- _Exercise_: Will you transcribe all the entries word for word, skipping the pictures they hold?

┌──

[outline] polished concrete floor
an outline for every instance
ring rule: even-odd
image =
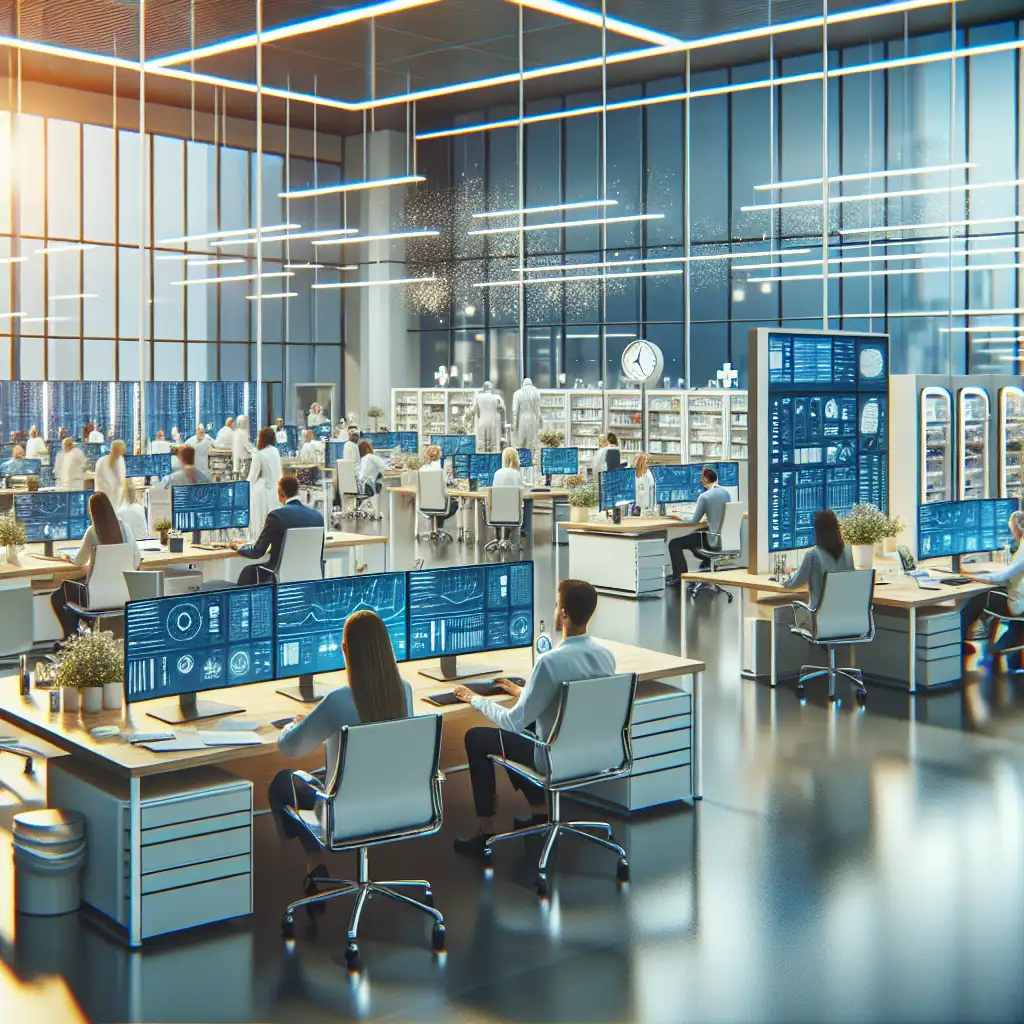
[[[567,570],[538,518],[538,618]],[[527,555],[531,554],[527,552]],[[475,560],[460,545],[392,552],[405,568]],[[678,592],[602,598],[593,631],[679,650]],[[0,763],[0,956],[22,976],[64,975],[97,1021],[989,1021],[1024,1019],[1024,685],[969,676],[947,693],[872,688],[868,709],[801,707],[739,674],[737,603],[688,616],[705,677],[704,790],[610,819],[614,858],[565,845],[549,903],[536,847],[496,855],[491,880],[451,852],[473,828],[468,779],[445,787],[443,831],[371,857],[377,877],[428,877],[448,925],[437,960],[414,912],[372,903],[365,970],[341,957],[349,905],[294,951],[281,912],[301,850],[257,820],[256,912],[130,954],[77,916],[17,918],[6,828],[38,783]],[[519,813],[503,783],[502,813]]]

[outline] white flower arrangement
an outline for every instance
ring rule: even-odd
[[[54,682],[61,689],[119,683],[124,679],[124,645],[113,633],[84,630],[60,645]]]
[[[887,516],[874,505],[854,505],[839,520],[843,540],[851,545],[877,544],[886,537],[898,537],[906,524],[899,516]]]
[[[13,512],[0,516],[0,547],[20,547],[25,541],[25,524],[19,523]]]

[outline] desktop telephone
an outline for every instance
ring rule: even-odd
[[[517,686],[524,686],[526,680],[519,676],[498,676],[499,679],[508,679],[509,682],[515,683]],[[507,697],[508,694],[498,686],[494,679],[488,679],[485,682],[479,683],[463,683],[467,690],[472,690],[478,697]],[[461,704],[455,694],[449,690],[446,693],[432,693],[429,697],[424,697],[428,704],[433,704],[436,707],[448,707],[451,704]]]
[[[897,544],[896,553],[900,556],[900,565],[903,567],[904,572],[912,572],[917,568],[917,562],[914,561],[914,556],[910,553],[910,548],[906,544]]]

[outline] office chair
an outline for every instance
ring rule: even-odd
[[[452,535],[444,528],[444,521],[448,517],[448,504],[444,470],[416,474],[416,511],[430,524],[428,533],[416,534],[417,540],[451,543]]]
[[[371,510],[363,508],[363,503],[372,500],[363,494],[356,480],[356,464],[347,459],[338,459],[335,463],[338,469],[338,495],[341,499],[342,519],[380,519],[380,516]],[[352,507],[345,510],[345,499],[352,499]]]
[[[86,602],[69,601],[68,607],[99,629],[104,619],[123,619],[128,601],[126,572],[135,571],[135,544],[100,544],[92,556],[86,583]]]
[[[484,507],[487,525],[495,531],[494,540],[484,545],[484,551],[515,551],[523,525],[522,492],[518,487],[492,487]]]
[[[324,578],[324,528],[303,526],[285,530],[277,569],[256,565],[260,583],[302,583]]]
[[[561,796],[565,792],[628,775],[633,767],[629,743],[629,727],[633,717],[633,700],[637,679],[632,674],[606,676],[603,679],[581,679],[562,683],[558,712],[551,735],[546,740],[523,733],[536,746],[535,763],[544,769],[510,761],[491,754],[495,764],[542,786],[548,795],[550,820],[544,825],[503,835],[491,836],[484,847],[485,864],[491,866],[496,843],[519,836],[543,835],[544,849],[537,863],[534,886],[539,896],[548,894],[548,860],[555,842],[562,834],[588,839],[619,855],[616,878],[629,881],[626,851],[611,841],[612,828],[603,821],[563,821]],[[584,829],[599,829],[607,836],[601,839]]]
[[[374,882],[370,879],[371,846],[430,836],[441,828],[441,716],[416,715],[391,722],[345,726],[335,765],[328,765],[321,780],[304,771],[292,772],[315,791],[311,811],[285,808],[321,849],[331,853],[356,852],[359,877],[354,880],[317,878],[317,885],[338,888],[319,892],[290,904],[281,930],[294,937],[295,911],[341,896],[355,896],[348,926],[345,960],[359,970],[359,919],[371,895],[386,896],[429,914],[434,919],[433,947],[445,948],[444,917],[434,909],[434,895],[426,879]],[[298,797],[295,806],[298,807]],[[423,902],[399,892],[422,889]]]
[[[154,525],[161,519],[171,518],[171,489],[169,487],[150,487],[146,499],[146,524],[149,535],[155,537]]]
[[[801,701],[805,699],[804,687],[808,680],[828,676],[828,699],[838,702],[836,678],[845,676],[856,687],[858,706],[864,707],[867,701],[864,674],[859,668],[836,668],[836,648],[870,643],[875,638],[875,618],[871,610],[874,587],[874,569],[827,572],[817,609],[803,601],[793,602],[793,625],[789,631],[828,650],[827,668],[800,666],[796,692]]]
[[[1004,599],[1006,598],[1006,591],[1005,590],[994,590],[994,591],[992,591],[992,594],[999,594]],[[1012,622],[1024,623],[1024,615],[1003,615],[1001,612],[992,611],[989,608],[986,608],[982,612],[982,615],[988,616],[990,619],[994,619],[997,625],[999,623],[1006,623],[1007,625],[1009,625]],[[991,636],[992,635],[991,632],[989,632],[988,635]],[[991,644],[989,645],[989,653],[992,656],[993,662],[997,658],[1003,658],[1004,659],[1003,660],[1003,667],[1004,668],[1006,666],[1005,655],[1007,655],[1007,654],[1019,654],[1021,651],[1024,651],[1024,643],[1015,644],[1013,647],[1001,647],[998,651],[993,651],[992,647],[991,647]]]
[[[743,541],[740,537],[740,531],[743,526],[743,513],[746,512],[747,508],[745,505],[741,505],[737,501],[730,501],[725,506],[725,515],[722,517],[722,525],[719,527],[718,549],[713,548],[698,548],[697,557],[706,558],[711,562],[711,572],[718,572],[718,566],[720,562],[731,562],[736,558],[740,557],[741,549],[743,547]],[[709,533],[709,537],[714,534]],[[699,580],[690,589],[690,600],[696,601],[697,594],[701,590],[709,590],[713,594],[725,594],[729,599],[729,604],[732,604],[732,592],[724,590],[713,580]]]
[[[29,580],[0,582],[0,665],[18,665],[27,670],[23,659],[32,653],[33,613],[32,585]],[[15,736],[0,736],[0,754],[13,754],[25,759],[25,774],[34,775],[33,758],[39,752],[23,747]]]

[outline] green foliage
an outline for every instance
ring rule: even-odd
[[[60,645],[56,658],[54,682],[64,689],[81,690],[124,679],[124,644],[110,632],[76,633]]]
[[[25,524],[19,523],[12,512],[9,516],[0,516],[0,547],[21,545],[25,543]]]

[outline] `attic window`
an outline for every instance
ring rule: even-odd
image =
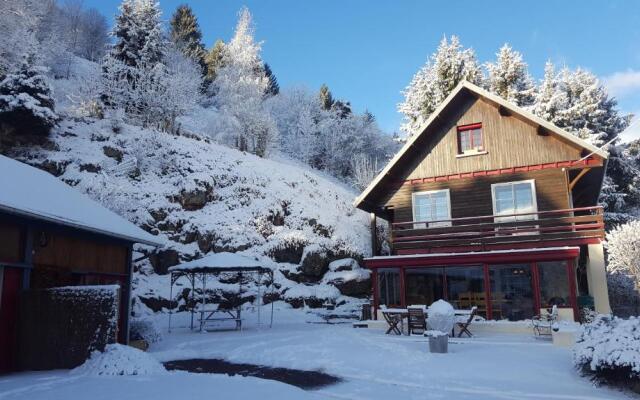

└──

- _Written answer_:
[outline] polished concrete floor
an outline for every instance
ring rule: even-odd
image =
[[[567,570],[538,518],[538,618]],[[527,555],[531,554],[527,552]],[[475,560],[460,545],[392,552],[405,568]],[[678,592],[602,598],[593,631],[679,650]],[[0,763],[0,956],[22,976],[64,975],[97,1021],[989,1021],[1024,1019],[1024,685],[969,676],[947,693],[872,688],[868,709],[801,707],[739,674],[737,603],[688,616],[705,677],[704,790],[610,819],[614,858],[565,845],[549,903],[536,847],[496,855],[491,880],[451,852],[473,828],[468,779],[445,787],[443,831],[371,857],[377,877],[428,877],[448,925],[437,960],[414,912],[372,903],[365,970],[341,957],[349,905],[294,951],[281,912],[301,850],[257,820],[256,912],[130,954],[77,916],[17,918],[6,828],[38,783]],[[519,813],[503,783],[502,813]]]

[outline] white flower arrangement
an outline for every instance
ring rule: even-odd
[[[54,682],[61,689],[119,683],[124,679],[124,645],[113,633],[84,630],[60,645]]]
[[[887,516],[874,505],[854,505],[839,520],[843,540],[851,545],[877,544],[886,537],[898,537],[906,524],[899,516]]]
[[[13,512],[0,516],[0,547],[20,547],[25,541],[25,524],[19,523]]]

[outline] desktop telephone
an outline for every instance
ring rule: even-odd
[[[517,686],[524,686],[526,680],[519,676],[498,676],[499,679],[508,679],[509,682],[515,683]],[[507,697],[508,694],[498,686],[494,679],[488,679],[485,682],[479,683],[463,683],[467,690],[472,690],[478,697]],[[461,704],[455,694],[449,690],[446,693],[432,693],[429,697],[424,697],[428,704],[433,704],[436,707],[448,707],[451,704]]]
[[[897,544],[896,553],[900,556],[900,565],[903,567],[904,572],[912,572],[917,568],[917,562],[914,561],[914,556],[910,553],[910,548],[906,544]]]

[outline] office chair
an outline for every instance
ring rule: even-odd
[[[452,535],[444,528],[444,521],[448,517],[448,504],[444,470],[416,474],[416,511],[430,524],[428,533],[416,534],[417,540],[451,543]]]
[[[371,510],[363,508],[363,503],[372,500],[363,494],[356,480],[356,464],[347,459],[338,459],[335,463],[338,469],[338,495],[341,499],[342,519],[380,519],[380,516]],[[352,507],[345,510],[345,499],[352,499]]]
[[[86,602],[69,601],[68,607],[99,629],[104,619],[123,619],[128,601],[126,572],[135,571],[135,544],[100,544],[92,556],[86,583]]]
[[[484,507],[487,525],[495,531],[494,540],[484,545],[484,551],[515,551],[523,525],[522,492],[518,487],[492,487]]]
[[[324,578],[324,528],[303,526],[285,530],[277,569],[256,565],[260,583],[302,583]]]
[[[561,796],[565,792],[628,775],[633,767],[629,743],[629,727],[633,717],[633,700],[637,679],[632,674],[606,676],[603,679],[581,679],[562,683],[558,712],[551,735],[546,740],[523,733],[536,746],[535,763],[544,769],[510,761],[491,754],[495,764],[542,786],[548,795],[550,820],[544,825],[503,835],[491,836],[484,847],[485,864],[491,866],[496,843],[519,836],[543,835],[544,849],[537,863],[534,886],[539,896],[548,894],[548,860],[555,842],[562,834],[588,839],[619,855],[616,878],[629,881],[626,851],[611,841],[612,828],[603,821],[563,821]],[[584,829],[599,829],[607,836],[601,839]]]
[[[374,882],[370,879],[371,846],[430,836],[441,828],[441,716],[416,715],[391,722],[345,726],[335,765],[328,765],[321,780],[304,771],[292,772],[315,791],[311,811],[285,808],[321,849],[331,853],[356,852],[359,877],[354,880],[317,878],[317,885],[338,888],[319,892],[290,904],[281,930],[294,937],[295,911],[341,896],[355,896],[348,926],[345,960],[359,970],[359,919],[371,895],[386,896],[429,914],[434,919],[433,947],[445,948],[444,917],[434,909],[434,895],[426,879]],[[298,797],[295,806],[298,807]],[[423,902],[399,892],[422,889]]]
[[[154,525],[161,519],[171,518],[171,489],[169,487],[150,487],[146,499],[146,524],[149,535],[155,537]]]
[[[801,701],[805,699],[804,687],[808,680],[828,676],[828,699],[838,702],[836,678],[845,676],[856,687],[858,706],[864,707],[867,701],[864,674],[859,668],[836,668],[836,648],[870,643],[875,638],[875,618],[871,610],[874,587],[874,569],[827,572],[817,609],[803,601],[793,602],[793,625],[789,631],[828,650],[827,668],[800,666],[796,692]]]
[[[1004,599],[1006,598],[1006,591],[1005,590],[994,590],[994,591],[992,591],[992,594],[999,594]],[[1012,622],[1024,623],[1024,615],[1003,615],[1001,612],[992,611],[989,608],[986,608],[982,612],[982,615],[988,616],[990,619],[994,619],[997,625],[999,623],[1006,623],[1007,625],[1009,625]],[[991,636],[992,635],[991,632],[989,632],[988,635]],[[991,644],[989,645],[989,653],[992,656],[993,662],[997,658],[1003,658],[1004,659],[1003,660],[1003,667],[1004,668],[1006,666],[1005,655],[1007,655],[1007,654],[1019,654],[1021,651],[1024,651],[1024,643],[1015,644],[1013,647],[1001,647],[998,651],[993,651],[992,647],[991,647]]]
[[[743,541],[740,537],[740,531],[743,526],[743,513],[746,512],[747,508],[745,505],[741,505],[737,501],[730,501],[725,506],[725,515],[722,517],[722,525],[719,527],[718,549],[713,548],[698,548],[697,557],[706,558],[711,562],[711,572],[718,572],[718,566],[720,562],[731,562],[736,558],[740,557],[741,549],[743,547]],[[709,533],[709,537],[714,534]],[[699,580],[690,589],[690,600],[696,601],[697,594],[701,590],[709,590],[713,594],[725,594],[729,599],[729,604],[732,604],[732,592],[724,590],[713,580]]]
[[[29,580],[0,582],[0,665],[18,665],[27,670],[23,659],[32,653],[33,613],[32,585]],[[15,736],[0,736],[0,754],[13,754],[25,759],[25,774],[34,775],[33,758],[39,752],[23,747]]]

[outline] green foliage
an outline for every instance
ring rule: even-odd
[[[60,645],[56,658],[54,682],[64,689],[81,690],[124,679],[124,644],[110,632],[76,633]]]
[[[25,524],[19,523],[12,512],[9,516],[0,516],[0,547],[21,545],[25,543]]]

[outline] `attic window`
an outline for every instance
ring rule: even-odd
image =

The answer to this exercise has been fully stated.